Start of Information

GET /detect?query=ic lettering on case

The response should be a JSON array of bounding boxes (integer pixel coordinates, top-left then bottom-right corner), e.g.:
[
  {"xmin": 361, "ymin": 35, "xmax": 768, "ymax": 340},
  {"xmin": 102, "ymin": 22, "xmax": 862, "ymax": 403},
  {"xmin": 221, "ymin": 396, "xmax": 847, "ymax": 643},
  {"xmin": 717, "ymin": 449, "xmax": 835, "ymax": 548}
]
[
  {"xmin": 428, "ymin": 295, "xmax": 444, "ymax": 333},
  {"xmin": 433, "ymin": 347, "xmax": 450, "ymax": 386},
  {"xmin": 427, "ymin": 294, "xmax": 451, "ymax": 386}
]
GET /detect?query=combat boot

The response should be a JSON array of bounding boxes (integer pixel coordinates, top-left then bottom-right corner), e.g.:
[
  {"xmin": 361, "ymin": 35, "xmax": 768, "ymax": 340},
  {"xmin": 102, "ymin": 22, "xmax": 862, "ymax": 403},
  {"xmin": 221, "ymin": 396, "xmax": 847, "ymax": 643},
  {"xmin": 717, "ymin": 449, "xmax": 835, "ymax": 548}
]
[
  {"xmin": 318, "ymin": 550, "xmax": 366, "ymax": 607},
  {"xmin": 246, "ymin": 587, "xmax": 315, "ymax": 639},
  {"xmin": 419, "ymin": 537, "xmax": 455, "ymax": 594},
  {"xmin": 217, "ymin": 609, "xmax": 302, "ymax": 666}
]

End of Information

Exercise —
Copy here each line of the preceding records with "query" in it.

Task answer —
GET /detect?query=ic lettering on case
GET /detect?query=combat boot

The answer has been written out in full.